# Exercise description
The answer must consist of every line from the data that holds "street".

Dataset items
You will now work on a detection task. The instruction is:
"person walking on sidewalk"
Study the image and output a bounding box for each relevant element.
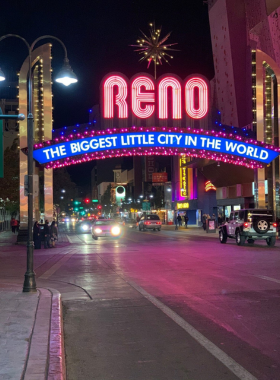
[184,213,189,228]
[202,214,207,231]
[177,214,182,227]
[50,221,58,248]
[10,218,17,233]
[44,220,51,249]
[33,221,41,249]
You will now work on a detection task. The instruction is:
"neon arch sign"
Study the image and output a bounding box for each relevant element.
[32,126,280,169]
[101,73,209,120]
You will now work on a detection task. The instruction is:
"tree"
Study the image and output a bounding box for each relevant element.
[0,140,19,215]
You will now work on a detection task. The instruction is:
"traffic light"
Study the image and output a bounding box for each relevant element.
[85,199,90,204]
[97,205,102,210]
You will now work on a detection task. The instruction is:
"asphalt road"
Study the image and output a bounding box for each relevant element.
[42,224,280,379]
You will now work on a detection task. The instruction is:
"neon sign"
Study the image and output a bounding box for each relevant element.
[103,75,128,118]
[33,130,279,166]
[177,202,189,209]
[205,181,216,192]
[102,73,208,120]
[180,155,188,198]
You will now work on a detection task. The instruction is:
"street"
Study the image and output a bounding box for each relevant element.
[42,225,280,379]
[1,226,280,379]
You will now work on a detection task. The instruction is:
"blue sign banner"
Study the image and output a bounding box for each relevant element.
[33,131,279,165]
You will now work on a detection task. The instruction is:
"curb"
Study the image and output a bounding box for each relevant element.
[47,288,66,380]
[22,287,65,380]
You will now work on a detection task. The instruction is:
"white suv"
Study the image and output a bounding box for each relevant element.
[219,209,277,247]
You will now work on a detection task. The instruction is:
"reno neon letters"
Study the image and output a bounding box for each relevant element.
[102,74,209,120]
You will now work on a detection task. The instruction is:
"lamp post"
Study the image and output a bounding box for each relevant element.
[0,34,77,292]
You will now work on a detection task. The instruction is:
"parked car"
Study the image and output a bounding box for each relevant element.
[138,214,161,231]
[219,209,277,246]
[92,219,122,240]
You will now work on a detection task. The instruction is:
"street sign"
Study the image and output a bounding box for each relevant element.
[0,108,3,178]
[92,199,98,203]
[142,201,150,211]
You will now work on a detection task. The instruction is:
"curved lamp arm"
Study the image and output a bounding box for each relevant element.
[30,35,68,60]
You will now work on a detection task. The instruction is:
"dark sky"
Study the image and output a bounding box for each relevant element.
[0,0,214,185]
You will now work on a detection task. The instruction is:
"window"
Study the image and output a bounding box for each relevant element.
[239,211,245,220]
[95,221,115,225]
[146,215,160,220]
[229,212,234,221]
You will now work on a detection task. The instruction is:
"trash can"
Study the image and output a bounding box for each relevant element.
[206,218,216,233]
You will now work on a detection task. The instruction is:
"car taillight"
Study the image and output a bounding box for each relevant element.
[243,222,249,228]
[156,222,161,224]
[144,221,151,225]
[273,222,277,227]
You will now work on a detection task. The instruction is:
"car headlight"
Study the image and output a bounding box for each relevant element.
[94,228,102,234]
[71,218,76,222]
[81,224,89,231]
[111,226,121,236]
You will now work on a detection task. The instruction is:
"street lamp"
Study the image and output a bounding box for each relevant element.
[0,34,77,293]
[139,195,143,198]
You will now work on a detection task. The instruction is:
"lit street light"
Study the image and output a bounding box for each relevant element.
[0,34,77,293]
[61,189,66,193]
--
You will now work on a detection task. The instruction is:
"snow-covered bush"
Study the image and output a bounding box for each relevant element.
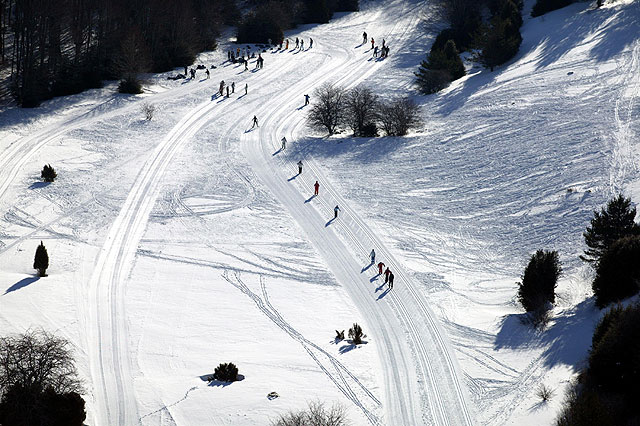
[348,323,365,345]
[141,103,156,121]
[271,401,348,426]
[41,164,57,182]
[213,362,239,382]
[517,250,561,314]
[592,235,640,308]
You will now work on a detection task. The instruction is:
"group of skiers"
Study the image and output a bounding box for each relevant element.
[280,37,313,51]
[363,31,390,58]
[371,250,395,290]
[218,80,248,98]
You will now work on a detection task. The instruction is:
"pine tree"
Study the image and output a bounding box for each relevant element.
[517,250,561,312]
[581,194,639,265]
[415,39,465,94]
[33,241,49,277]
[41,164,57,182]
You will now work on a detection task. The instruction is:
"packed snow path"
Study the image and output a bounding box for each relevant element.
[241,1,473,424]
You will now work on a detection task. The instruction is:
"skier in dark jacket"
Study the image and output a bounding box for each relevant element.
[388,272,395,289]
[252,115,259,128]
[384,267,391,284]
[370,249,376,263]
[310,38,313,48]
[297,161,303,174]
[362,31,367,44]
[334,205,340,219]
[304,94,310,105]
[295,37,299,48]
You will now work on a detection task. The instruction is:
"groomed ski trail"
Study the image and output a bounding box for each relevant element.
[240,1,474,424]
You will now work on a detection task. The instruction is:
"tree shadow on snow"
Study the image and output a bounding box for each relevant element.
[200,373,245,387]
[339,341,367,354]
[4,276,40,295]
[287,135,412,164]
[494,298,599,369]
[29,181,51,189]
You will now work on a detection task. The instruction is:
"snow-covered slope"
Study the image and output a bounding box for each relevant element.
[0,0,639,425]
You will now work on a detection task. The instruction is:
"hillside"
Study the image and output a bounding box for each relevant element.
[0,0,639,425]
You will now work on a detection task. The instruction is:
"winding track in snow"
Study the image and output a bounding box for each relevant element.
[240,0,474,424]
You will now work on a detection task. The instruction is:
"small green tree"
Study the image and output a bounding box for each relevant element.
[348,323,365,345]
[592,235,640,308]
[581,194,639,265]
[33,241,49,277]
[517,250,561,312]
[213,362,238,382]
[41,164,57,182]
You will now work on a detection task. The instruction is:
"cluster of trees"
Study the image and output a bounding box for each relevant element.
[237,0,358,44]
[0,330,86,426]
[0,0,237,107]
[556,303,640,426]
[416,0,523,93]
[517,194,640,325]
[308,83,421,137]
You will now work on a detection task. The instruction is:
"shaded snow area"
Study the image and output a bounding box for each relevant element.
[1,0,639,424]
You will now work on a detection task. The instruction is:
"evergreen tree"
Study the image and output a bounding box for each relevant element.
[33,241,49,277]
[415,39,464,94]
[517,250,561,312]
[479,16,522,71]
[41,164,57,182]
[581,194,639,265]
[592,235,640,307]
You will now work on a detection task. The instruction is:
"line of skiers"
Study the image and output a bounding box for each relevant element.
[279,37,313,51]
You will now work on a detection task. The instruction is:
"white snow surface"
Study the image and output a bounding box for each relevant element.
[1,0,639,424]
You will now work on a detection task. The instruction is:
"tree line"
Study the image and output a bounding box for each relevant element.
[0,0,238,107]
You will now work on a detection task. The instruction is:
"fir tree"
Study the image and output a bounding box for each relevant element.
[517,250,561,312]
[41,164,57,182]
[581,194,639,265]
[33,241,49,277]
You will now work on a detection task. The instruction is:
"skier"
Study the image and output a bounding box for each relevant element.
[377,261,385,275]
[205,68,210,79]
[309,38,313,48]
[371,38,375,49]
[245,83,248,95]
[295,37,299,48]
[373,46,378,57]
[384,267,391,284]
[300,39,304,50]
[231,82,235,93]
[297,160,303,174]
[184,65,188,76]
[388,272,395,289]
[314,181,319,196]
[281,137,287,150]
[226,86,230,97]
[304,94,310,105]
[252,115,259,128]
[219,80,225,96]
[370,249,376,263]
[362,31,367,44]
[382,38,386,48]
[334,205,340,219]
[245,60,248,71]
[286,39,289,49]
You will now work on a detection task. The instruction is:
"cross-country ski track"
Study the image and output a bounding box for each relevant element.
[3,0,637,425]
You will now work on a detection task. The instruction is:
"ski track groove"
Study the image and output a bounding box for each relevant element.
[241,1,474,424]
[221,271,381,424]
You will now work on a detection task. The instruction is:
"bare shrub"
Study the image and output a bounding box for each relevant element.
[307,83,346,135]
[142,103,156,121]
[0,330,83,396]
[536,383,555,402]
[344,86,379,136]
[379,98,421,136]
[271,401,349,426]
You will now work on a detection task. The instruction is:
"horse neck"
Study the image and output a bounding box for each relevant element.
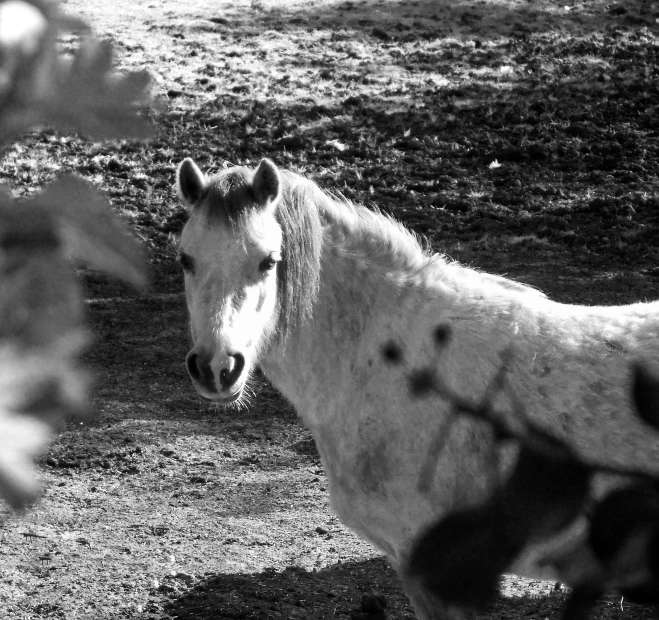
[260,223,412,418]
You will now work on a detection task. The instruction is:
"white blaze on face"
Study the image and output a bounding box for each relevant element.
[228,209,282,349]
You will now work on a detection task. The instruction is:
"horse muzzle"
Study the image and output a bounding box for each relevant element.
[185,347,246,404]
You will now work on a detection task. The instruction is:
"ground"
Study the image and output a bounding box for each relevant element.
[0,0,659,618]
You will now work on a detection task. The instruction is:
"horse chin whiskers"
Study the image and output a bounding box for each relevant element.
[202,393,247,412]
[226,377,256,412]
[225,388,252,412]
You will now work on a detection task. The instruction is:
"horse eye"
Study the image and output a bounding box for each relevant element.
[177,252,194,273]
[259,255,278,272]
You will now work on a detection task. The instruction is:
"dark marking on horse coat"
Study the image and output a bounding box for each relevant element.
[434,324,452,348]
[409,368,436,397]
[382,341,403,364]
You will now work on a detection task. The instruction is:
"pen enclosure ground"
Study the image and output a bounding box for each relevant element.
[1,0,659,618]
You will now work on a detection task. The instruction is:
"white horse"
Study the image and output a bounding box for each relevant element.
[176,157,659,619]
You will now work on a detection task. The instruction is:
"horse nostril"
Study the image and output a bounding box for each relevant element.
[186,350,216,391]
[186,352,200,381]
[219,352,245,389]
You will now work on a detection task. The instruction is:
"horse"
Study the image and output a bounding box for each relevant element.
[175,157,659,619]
==
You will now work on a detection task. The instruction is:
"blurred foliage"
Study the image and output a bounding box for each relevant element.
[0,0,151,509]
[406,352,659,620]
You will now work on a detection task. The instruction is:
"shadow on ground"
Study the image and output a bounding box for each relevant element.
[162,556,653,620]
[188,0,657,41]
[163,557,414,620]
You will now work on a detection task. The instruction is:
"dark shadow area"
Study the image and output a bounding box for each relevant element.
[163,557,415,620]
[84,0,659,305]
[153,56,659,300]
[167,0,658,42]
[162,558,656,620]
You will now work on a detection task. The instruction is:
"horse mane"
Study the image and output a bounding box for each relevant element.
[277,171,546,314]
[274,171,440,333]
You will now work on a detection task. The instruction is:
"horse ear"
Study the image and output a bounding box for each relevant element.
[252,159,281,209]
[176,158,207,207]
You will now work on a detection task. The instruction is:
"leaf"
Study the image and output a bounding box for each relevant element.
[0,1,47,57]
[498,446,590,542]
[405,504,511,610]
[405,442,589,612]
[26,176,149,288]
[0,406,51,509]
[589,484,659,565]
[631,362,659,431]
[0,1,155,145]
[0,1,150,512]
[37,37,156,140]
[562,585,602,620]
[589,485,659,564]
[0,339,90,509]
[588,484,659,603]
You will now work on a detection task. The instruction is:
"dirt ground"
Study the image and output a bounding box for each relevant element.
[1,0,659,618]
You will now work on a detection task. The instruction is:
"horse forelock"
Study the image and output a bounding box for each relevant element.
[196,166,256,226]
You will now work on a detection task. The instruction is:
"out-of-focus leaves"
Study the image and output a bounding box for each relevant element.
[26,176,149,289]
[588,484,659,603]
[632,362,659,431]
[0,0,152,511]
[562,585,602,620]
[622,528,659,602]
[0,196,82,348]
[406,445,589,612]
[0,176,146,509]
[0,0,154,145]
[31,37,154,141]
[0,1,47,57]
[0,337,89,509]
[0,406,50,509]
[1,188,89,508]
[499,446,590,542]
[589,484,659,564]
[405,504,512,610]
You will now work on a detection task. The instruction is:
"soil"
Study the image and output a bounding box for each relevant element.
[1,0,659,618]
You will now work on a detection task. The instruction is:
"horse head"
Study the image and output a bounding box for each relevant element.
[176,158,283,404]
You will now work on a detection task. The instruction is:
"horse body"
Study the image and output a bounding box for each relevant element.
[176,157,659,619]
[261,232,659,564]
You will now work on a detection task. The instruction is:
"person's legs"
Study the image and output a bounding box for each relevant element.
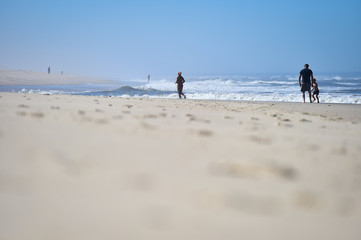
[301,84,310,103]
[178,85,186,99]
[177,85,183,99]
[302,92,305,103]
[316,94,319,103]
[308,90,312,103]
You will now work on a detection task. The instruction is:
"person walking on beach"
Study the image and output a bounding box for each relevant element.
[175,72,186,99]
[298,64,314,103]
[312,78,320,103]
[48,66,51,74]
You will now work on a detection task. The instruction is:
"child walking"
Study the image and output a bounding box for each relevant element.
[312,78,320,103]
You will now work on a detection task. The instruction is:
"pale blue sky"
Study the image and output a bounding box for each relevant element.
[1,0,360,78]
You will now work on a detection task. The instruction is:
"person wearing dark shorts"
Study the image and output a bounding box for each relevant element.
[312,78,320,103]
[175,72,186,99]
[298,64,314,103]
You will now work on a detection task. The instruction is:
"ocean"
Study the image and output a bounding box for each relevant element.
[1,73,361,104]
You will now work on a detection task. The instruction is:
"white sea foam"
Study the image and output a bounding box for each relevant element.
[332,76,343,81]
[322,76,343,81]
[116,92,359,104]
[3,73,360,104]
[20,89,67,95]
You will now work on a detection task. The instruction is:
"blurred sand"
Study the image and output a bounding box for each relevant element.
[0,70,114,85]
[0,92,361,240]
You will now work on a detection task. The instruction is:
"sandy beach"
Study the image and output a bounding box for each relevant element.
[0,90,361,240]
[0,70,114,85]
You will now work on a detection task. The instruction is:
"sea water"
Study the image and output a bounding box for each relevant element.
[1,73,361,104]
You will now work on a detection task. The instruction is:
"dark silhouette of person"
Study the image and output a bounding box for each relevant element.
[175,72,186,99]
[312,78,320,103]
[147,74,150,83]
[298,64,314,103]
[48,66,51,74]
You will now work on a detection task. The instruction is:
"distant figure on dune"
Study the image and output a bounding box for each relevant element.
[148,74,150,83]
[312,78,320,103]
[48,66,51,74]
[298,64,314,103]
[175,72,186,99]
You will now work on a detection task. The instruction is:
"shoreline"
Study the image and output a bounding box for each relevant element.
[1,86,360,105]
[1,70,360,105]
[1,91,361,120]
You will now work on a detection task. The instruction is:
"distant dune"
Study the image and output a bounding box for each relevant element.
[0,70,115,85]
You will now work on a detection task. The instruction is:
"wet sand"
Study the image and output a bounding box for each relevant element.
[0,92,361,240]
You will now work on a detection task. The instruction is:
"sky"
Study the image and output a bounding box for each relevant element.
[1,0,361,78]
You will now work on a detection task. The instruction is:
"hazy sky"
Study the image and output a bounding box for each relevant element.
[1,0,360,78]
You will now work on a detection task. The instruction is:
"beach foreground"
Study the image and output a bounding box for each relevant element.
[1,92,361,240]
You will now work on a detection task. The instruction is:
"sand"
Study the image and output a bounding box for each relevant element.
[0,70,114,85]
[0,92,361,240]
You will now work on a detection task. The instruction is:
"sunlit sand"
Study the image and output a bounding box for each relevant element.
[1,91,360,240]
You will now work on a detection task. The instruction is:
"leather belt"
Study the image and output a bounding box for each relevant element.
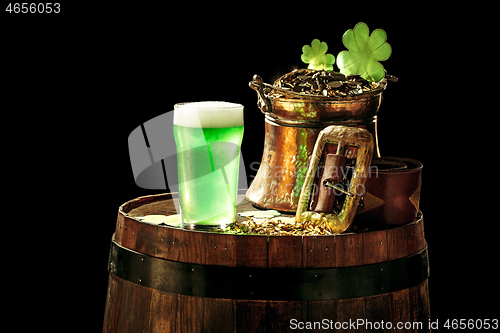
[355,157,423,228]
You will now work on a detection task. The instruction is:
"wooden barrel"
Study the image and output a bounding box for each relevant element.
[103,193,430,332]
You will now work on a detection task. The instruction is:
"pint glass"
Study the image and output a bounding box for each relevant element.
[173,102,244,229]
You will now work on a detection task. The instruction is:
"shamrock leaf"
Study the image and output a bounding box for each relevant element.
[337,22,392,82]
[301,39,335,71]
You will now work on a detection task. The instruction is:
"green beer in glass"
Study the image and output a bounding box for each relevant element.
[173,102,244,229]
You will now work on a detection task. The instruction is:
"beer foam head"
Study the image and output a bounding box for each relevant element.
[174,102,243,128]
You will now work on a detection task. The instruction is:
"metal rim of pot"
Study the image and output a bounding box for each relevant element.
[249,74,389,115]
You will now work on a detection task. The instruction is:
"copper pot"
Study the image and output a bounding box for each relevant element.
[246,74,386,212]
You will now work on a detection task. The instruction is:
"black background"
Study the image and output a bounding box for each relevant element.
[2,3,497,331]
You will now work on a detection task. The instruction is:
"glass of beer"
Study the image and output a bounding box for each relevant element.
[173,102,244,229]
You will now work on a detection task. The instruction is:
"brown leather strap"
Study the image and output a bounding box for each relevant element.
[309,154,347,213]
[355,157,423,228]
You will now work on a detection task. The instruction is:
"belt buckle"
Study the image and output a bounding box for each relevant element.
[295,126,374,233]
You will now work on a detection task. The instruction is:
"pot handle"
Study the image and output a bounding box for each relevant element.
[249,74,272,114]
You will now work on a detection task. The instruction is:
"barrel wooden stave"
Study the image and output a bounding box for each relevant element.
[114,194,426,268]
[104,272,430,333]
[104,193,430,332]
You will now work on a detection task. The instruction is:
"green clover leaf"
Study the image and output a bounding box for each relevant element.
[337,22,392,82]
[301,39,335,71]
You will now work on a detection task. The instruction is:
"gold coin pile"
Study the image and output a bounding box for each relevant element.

# Result of the task
"street"
"street sign"
"street lamp"
"lit street light"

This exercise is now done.